Set down a word-for-word copy of the data below, limited to the lines from the first through the line with "Target: light green block".
======
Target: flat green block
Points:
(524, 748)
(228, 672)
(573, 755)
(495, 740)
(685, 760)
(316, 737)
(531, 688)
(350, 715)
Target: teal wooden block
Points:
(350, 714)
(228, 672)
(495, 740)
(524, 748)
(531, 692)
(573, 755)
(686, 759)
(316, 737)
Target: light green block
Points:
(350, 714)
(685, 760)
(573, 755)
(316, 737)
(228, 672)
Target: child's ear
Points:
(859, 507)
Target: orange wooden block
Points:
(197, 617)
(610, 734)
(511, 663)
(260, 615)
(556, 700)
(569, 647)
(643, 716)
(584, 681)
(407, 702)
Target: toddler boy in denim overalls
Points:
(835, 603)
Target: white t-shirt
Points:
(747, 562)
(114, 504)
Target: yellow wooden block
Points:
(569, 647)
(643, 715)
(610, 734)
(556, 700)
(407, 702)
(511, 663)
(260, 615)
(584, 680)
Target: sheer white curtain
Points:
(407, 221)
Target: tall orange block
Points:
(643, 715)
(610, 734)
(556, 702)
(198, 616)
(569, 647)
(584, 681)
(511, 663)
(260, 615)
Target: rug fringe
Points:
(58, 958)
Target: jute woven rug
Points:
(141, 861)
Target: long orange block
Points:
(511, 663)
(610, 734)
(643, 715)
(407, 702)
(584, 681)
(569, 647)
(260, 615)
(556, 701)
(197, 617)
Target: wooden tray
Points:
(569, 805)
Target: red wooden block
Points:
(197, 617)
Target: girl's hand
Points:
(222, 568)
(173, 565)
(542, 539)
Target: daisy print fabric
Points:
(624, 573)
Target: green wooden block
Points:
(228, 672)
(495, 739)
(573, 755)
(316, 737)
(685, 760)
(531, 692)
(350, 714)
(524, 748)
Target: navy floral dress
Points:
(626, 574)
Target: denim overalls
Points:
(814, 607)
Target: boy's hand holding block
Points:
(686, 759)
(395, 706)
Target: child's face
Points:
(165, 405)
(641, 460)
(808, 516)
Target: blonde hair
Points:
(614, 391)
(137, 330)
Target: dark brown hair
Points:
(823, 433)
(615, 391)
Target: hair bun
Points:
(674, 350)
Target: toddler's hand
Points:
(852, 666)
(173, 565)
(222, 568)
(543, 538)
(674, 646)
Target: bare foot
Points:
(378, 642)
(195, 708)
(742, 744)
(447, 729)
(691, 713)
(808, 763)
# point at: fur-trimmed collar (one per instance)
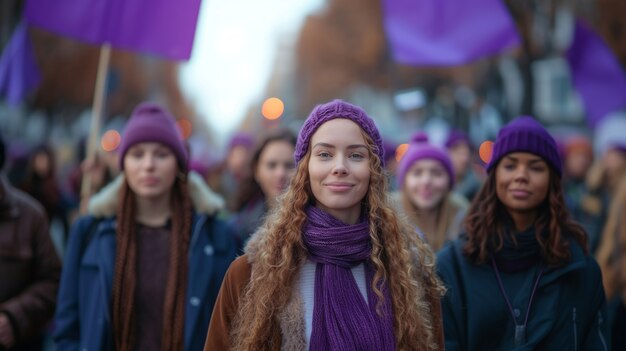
(203, 198)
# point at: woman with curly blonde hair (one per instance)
======
Output for this task:
Target: flat green block
Points:
(524, 748)
(228, 672)
(573, 755)
(495, 740)
(685, 760)
(316, 737)
(531, 688)
(350, 715)
Target: teal wooden block
Points:
(350, 714)
(228, 672)
(495, 740)
(524, 748)
(531, 692)
(573, 755)
(686, 759)
(316, 737)
Target: light green block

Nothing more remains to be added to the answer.